→ WORK INSTRUCTIONS: Pick up the biography of rockabilly singer Jerry Woodard from where it stops and continue it.

- Born: Jerry Eugene Woodard May 25, 1941 Anniston, Alabama, U.S.
- Died: August 9, 1980 (aged 39) St. Simons Island, Georgia, U.S.
- Genres: Rockabilly, rock and roll, country, soul, blues
- Occupations: Singer, guitarist, songwriter, radio host
- Years active: 1950s–1980
- Labels: Fad, Reed, RCA Victor, Heart, Dial, Argo, Chantain

= Jerry Woodard =

Jerry Eugene Woodard (May 25, 1941 – August 9, 1980) was an American rockabilly singer, guitarist, songwriter, and radio host from Alabama. Active primarily during the 1950s and 1960s, Woodard recorded rockabilly, country, soul, blues, and pop music for labels including Fad, Reed, RCA Victor, Heart, Dial, Argo, and Chantain.

Woodard was posthumously inducted into the Birmingham Record Collectors Hall of Fame in 2010.

[Saved data entries]
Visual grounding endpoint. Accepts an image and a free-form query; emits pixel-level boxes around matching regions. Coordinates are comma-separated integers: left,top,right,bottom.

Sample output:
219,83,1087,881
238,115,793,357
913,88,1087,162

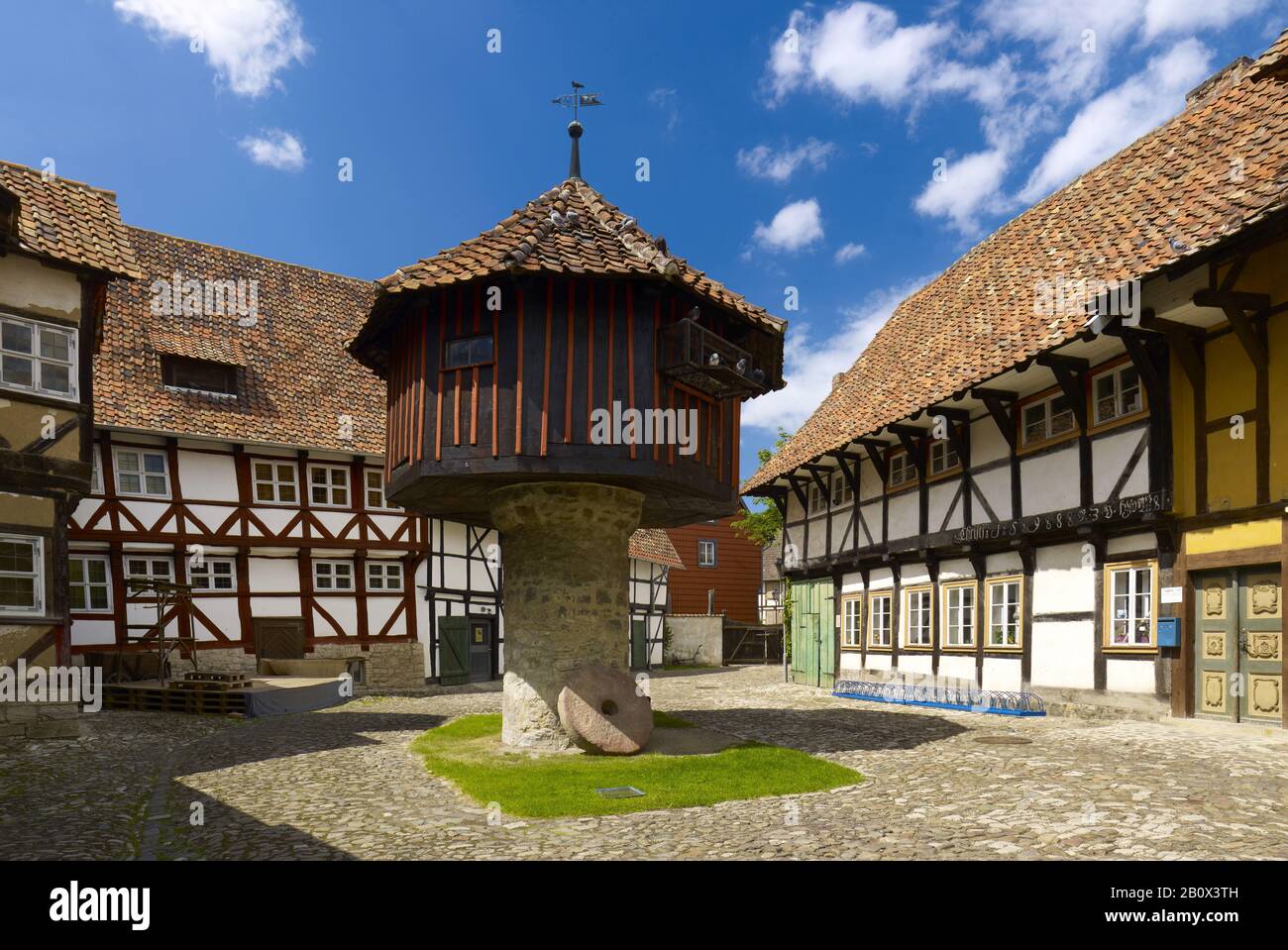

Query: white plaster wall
1033,543,1096,614
1091,429,1149,502
1020,443,1079,513
1031,620,1096,690
978,657,1022,692
177,450,237,504
1105,657,1154,693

→ REPLY:
== Early life ==

Woodard was born in Anniston, Alabama. He grew up in a musical family. His father, a minister, played guitar and banjo, while his mother played guitar and piano and reportedly taught guitarist Jerry Reed during his youth.

During the early 1950s, Woodard's family moved to Yerington, Nevada, where he and his brother won a talent contest performing the song "Mansion in the Sky". The family later returned to Alabama and settled in Tuscumbia.

== Career ==

Woodard began performing professionally in Alabama during the 1950s. Alongside his brother Wayne Woodard, he hosted a rock and roll radio show on WHTB-AM in Talladega. At the station he met musician Bobby Mizzell, with whom he began recording music.

In 1956, Woodard and Mizzell relocated to Birmingham, Alabama to work on television and radio programs including the Country Boy Eddie Show and The Tom York Morning Show. Woodard also hosted the WBRC-sponsored program Live from Big Hearted Eddie's.

Woodard founded the Fad record label and recorded several singles during the late 1950s. His recordings with Jerry Reed attracted the attention of producer Chet Atkins at RCA Victor.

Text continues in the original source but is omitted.